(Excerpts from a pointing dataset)
▶
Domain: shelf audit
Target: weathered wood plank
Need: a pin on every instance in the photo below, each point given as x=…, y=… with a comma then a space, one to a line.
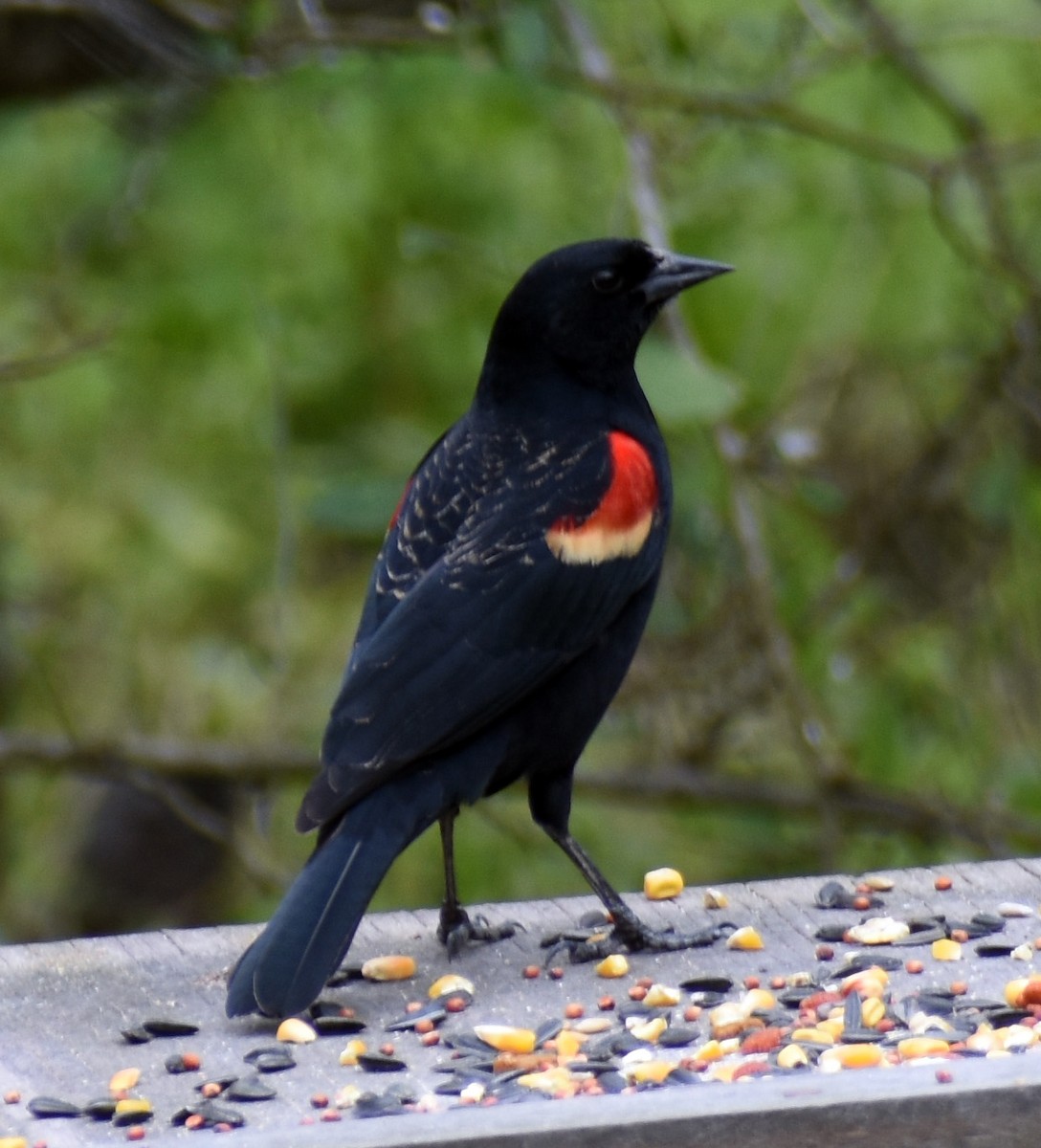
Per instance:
x=62, y=1007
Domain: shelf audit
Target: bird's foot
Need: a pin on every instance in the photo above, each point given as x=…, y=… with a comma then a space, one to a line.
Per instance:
x=596, y=940
x=457, y=929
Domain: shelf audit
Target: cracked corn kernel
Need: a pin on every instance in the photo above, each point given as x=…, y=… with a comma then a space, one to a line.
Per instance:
x=792, y=1056
x=450, y=982
x=662, y=997
x=853, y=1056
x=124, y=1080
x=746, y=938
x=879, y=931
x=649, y=1031
x=653, y=1071
x=873, y=1010
x=661, y=884
x=913, y=1049
x=613, y=965
x=394, y=967
x=351, y=1051
x=294, y=1031
x=946, y=950
x=505, y=1038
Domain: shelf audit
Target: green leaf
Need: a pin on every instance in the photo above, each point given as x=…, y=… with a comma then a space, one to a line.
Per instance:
x=683, y=390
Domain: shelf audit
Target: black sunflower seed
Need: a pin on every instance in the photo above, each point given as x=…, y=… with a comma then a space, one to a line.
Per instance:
x=379, y=1062
x=47, y=1108
x=338, y=1026
x=249, y=1089
x=165, y=1027
x=222, y=1082
x=707, y=982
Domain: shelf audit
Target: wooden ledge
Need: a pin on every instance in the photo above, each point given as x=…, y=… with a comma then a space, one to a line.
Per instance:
x=63, y=1004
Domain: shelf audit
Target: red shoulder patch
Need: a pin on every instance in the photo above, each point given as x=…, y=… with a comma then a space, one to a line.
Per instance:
x=401, y=503
x=621, y=522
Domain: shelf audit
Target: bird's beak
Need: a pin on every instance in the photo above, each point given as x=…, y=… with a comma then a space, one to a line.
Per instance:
x=675, y=274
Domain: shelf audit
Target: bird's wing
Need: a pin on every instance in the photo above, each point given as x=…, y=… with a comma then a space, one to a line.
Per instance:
x=528, y=581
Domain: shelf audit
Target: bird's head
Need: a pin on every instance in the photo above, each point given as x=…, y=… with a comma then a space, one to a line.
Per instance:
x=587, y=305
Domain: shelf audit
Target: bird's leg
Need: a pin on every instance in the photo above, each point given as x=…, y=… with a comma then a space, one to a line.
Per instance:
x=626, y=925
x=454, y=927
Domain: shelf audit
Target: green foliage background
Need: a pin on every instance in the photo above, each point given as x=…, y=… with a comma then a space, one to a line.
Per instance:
x=234, y=313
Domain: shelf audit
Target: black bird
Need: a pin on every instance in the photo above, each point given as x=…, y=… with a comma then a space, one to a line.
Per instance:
x=503, y=612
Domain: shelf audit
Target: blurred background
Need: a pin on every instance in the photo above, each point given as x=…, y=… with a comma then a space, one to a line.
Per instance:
x=249, y=256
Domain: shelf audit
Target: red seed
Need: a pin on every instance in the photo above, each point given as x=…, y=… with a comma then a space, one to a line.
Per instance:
x=752, y=1068
x=765, y=1040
◀
• _Task goal_: Locate each line in the items above that contains the word "seed" and copy it out in full. Case counts when matching.

• _Output_:
Target: black sunflower seed
Target: red seed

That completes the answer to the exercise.